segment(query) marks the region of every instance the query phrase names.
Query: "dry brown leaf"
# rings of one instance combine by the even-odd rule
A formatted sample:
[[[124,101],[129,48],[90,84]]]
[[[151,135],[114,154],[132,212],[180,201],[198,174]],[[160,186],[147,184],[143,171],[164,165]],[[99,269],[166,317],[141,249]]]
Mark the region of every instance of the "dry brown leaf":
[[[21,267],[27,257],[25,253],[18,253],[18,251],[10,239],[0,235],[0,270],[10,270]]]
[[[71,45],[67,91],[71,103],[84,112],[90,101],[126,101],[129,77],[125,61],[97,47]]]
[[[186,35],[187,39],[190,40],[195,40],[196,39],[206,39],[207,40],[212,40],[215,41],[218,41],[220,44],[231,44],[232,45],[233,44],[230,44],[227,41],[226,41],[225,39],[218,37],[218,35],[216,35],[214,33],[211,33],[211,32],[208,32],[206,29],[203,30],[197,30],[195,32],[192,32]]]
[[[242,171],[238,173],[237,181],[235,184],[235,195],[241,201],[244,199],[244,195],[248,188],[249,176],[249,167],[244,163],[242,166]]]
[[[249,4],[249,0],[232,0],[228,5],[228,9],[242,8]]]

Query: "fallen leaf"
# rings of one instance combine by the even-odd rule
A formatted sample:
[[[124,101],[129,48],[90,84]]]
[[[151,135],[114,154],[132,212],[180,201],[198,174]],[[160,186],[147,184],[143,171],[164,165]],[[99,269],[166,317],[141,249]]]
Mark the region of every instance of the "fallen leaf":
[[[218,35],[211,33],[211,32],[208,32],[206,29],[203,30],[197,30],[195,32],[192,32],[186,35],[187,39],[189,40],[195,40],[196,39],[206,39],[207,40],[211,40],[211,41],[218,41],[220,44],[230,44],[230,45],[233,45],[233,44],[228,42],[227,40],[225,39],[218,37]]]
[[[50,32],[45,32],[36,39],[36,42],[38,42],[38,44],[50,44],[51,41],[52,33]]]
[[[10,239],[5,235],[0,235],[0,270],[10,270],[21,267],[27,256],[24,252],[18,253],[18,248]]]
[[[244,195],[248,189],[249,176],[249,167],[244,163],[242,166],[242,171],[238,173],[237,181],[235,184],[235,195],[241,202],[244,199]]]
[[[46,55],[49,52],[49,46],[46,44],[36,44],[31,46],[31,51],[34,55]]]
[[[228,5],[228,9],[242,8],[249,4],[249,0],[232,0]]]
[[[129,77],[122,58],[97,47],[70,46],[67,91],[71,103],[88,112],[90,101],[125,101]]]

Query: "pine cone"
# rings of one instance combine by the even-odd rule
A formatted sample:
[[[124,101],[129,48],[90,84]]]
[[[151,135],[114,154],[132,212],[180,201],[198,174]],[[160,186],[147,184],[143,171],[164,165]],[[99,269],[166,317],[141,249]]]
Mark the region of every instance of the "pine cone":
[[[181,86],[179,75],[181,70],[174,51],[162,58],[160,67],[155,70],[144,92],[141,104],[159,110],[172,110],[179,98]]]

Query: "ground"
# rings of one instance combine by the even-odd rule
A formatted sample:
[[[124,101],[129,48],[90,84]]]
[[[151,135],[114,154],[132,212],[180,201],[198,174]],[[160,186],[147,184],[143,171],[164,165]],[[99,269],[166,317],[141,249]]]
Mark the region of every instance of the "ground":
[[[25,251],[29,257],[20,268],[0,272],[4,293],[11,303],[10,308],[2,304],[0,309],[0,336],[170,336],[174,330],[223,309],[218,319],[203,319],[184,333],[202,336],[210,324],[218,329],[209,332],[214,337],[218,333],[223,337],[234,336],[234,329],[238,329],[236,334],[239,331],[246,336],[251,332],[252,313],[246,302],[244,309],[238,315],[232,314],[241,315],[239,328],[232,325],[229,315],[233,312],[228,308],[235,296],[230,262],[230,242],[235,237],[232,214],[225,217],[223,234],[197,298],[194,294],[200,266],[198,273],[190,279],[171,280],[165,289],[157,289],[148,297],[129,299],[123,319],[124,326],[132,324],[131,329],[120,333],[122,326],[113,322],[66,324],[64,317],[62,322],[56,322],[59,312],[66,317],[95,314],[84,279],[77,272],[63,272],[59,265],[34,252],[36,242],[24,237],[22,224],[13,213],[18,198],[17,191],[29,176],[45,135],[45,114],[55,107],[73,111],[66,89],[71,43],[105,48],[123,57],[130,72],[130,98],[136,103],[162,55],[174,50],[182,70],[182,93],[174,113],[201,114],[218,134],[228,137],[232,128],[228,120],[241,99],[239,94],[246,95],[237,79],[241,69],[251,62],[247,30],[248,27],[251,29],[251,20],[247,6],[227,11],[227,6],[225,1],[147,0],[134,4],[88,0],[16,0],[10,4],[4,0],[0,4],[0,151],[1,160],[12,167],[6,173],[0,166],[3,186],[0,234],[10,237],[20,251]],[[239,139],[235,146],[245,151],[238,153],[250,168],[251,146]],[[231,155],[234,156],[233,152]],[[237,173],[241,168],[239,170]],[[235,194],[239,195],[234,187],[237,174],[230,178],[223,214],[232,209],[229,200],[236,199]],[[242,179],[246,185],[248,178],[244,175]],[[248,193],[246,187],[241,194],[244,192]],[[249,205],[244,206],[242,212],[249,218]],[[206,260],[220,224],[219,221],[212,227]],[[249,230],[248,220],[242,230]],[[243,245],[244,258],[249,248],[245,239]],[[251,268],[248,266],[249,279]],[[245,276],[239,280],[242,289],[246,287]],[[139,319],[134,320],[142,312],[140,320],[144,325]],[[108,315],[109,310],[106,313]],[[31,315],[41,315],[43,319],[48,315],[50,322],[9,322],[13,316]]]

========================================================================

**To do**
Quote every line of the material above word for word.

**Answer**
segment(query) marks the region of every instance the query phrase names.
Query: "dry brown leaf"
# rings of one instance combine by the even-odd rule
A formatted sample:
[[[124,101],[129,48],[90,84]]]
[[[151,135],[114,154],[132,212],[180,201],[198,174]],[[160,186],[147,184],[143,171],[164,165]],[[99,269],[166,317],[141,249]]]
Mark the region of every instance of the "dry brown leaf":
[[[21,267],[27,257],[25,253],[18,253],[18,251],[10,239],[0,235],[0,270],[10,270]]]
[[[71,45],[67,91],[71,103],[84,112],[90,101],[126,101],[129,77],[125,61],[97,47]]]
[[[186,35],[187,39],[190,40],[195,40],[196,39],[206,39],[207,40],[212,40],[215,41],[218,41],[220,44],[231,44],[232,45],[233,44],[230,44],[227,41],[226,41],[225,39],[218,37],[218,35],[216,35],[214,33],[211,33],[211,32],[208,32],[206,29],[203,30],[197,30],[195,32],[192,32]]]
[[[242,171],[238,173],[237,181],[235,184],[235,195],[241,201],[244,199],[244,195],[248,188],[249,176],[249,167],[244,163],[242,166]]]
[[[249,4],[249,0],[232,0],[228,5],[228,9],[242,8]]]

Query: "fallen leaf"
# rings of one instance combine by the even-odd rule
A formatted sample:
[[[124,101],[129,48],[90,84]]]
[[[151,135],[114,154],[132,212],[180,201],[198,174]],[[160,186],[147,184],[143,171],[164,165]],[[99,269],[166,317],[141,249]]]
Mark the region of every instance of the "fallen leaf":
[[[218,35],[211,33],[211,32],[208,32],[206,29],[203,30],[197,30],[195,32],[192,32],[186,35],[187,39],[189,40],[195,40],[196,39],[206,39],[207,40],[211,40],[211,41],[218,41],[220,44],[230,44],[230,45],[233,45],[233,44],[228,42],[227,40],[225,39],[218,37]]]
[[[50,32],[45,32],[36,39],[36,42],[38,42],[38,44],[50,44],[51,41],[52,33]]]
[[[10,239],[5,235],[0,235],[0,270],[10,270],[21,267],[27,256],[24,252],[18,253],[18,248]]]
[[[244,195],[248,189],[249,176],[249,167],[244,163],[242,166],[242,171],[238,173],[237,181],[235,184],[235,195],[241,202],[244,199]]]
[[[46,55],[49,52],[49,46],[46,44],[36,44],[31,46],[31,51],[34,55]]]
[[[228,5],[228,9],[242,8],[249,4],[249,0],[232,0]]]
[[[129,77],[122,58],[97,47],[70,46],[67,91],[71,103],[88,112],[90,101],[125,101]]]

Query: "pine cone"
# rings of one instance combine by the even-odd rule
A formatted sample:
[[[124,101],[129,48],[90,84]]]
[[[151,135],[114,154],[132,212],[180,201],[198,174]],[[160,186],[147,184],[143,171],[164,165]],[[99,269],[166,317],[141,249]]]
Mark the region of every instance of the "pine cone":
[[[181,86],[179,75],[181,70],[174,51],[162,58],[160,67],[155,70],[144,92],[141,104],[159,110],[172,110],[179,98]]]

Query: "ground"
# rings of one instance combine by the even-odd rule
A formatted sample:
[[[124,101],[129,48],[90,84]]]
[[[151,135],[114,154],[132,212],[180,201],[198,174]],[[160,186],[147,184],[143,171],[164,165]],[[99,269],[166,317],[141,249]]]
Mark the region of every instance of the "ground":
[[[25,251],[29,257],[20,268],[0,272],[4,293],[11,303],[10,308],[2,304],[0,309],[0,336],[170,336],[174,330],[223,309],[218,319],[203,319],[184,333],[202,336],[210,324],[218,329],[209,332],[214,337],[218,333],[223,337],[234,336],[234,329],[238,329],[236,334],[239,331],[246,336],[251,332],[252,313],[246,302],[244,309],[238,315],[232,314],[241,315],[239,328],[232,325],[229,315],[233,312],[228,308],[235,296],[230,262],[230,242],[235,237],[232,214],[225,217],[223,234],[197,298],[194,294],[200,266],[198,273],[190,279],[171,280],[165,289],[157,289],[148,297],[129,299],[123,319],[124,326],[132,324],[131,329],[120,333],[122,326],[113,322],[66,324],[64,317],[62,322],[56,322],[59,312],[66,317],[95,314],[84,279],[77,272],[63,272],[59,265],[34,252],[36,242],[24,237],[22,224],[13,213],[18,198],[17,191],[29,176],[45,135],[45,114],[55,107],[73,111],[66,89],[71,43],[105,48],[123,57],[130,72],[130,98],[136,103],[162,55],[174,50],[182,70],[182,93],[174,113],[201,114],[218,134],[228,137],[232,128],[228,120],[241,99],[239,94],[246,95],[237,79],[241,69],[251,62],[247,30],[248,27],[251,29],[251,20],[247,6],[227,11],[227,6],[225,1],[147,0],[134,4],[88,0],[16,0],[10,4],[4,0],[0,4],[0,151],[1,160],[12,167],[6,173],[0,166],[3,186],[0,234],[10,237],[20,251]],[[239,139],[235,146],[245,151],[238,153],[250,168],[251,146]],[[231,155],[234,156],[233,152]],[[237,173],[241,168],[239,170]],[[235,194],[239,195],[234,187],[237,174],[230,178],[223,214],[232,209],[229,200],[236,199]],[[242,179],[246,185],[248,178],[244,175]],[[248,193],[246,187],[241,194],[244,192]],[[249,205],[244,206],[242,212],[249,218]],[[206,260],[220,224],[219,221],[212,227]],[[249,230],[248,220],[242,230]],[[243,245],[244,258],[249,248],[245,239]],[[251,268],[248,266],[249,279]],[[245,276],[239,280],[242,289],[246,287]],[[139,319],[134,320],[142,312],[140,320],[144,325]],[[108,315],[109,310],[106,313]],[[31,315],[41,315],[43,319],[48,315],[50,322],[9,322],[13,316]]]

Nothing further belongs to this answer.